# [THE TASK]
Copy, without any change, the lines of the entries from the line with "Localize raft reflection" to the line with "xmin=258 ymin=271 xmax=588 ymax=361".

——————————

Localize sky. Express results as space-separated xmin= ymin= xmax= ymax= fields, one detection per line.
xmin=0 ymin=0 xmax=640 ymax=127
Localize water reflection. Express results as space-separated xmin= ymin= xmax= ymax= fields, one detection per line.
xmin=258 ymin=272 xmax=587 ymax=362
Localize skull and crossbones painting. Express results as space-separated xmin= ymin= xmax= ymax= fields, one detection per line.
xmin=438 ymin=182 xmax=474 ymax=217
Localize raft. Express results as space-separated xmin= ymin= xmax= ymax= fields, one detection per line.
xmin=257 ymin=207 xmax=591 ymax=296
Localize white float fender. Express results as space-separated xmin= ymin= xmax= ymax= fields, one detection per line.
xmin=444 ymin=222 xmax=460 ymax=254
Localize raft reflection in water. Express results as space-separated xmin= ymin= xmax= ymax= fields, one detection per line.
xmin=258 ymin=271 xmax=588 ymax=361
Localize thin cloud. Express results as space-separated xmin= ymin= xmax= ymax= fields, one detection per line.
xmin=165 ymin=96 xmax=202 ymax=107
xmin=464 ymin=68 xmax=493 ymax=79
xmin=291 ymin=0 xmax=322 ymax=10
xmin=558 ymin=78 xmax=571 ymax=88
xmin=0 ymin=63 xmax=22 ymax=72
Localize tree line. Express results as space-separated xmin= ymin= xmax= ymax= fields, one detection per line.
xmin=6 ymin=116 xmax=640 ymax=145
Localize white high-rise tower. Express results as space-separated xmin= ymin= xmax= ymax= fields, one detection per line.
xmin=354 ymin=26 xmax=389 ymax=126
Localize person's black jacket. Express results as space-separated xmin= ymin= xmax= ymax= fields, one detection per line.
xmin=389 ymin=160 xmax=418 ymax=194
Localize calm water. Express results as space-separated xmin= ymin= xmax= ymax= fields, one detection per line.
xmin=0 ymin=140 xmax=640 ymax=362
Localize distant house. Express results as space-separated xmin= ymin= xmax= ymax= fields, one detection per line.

——————————

# [THE SOLUTION]
Localize raft reflection in water. Express results as space-separated xmin= ymin= xmax= ymax= fields, one detection per line.
xmin=258 ymin=271 xmax=588 ymax=361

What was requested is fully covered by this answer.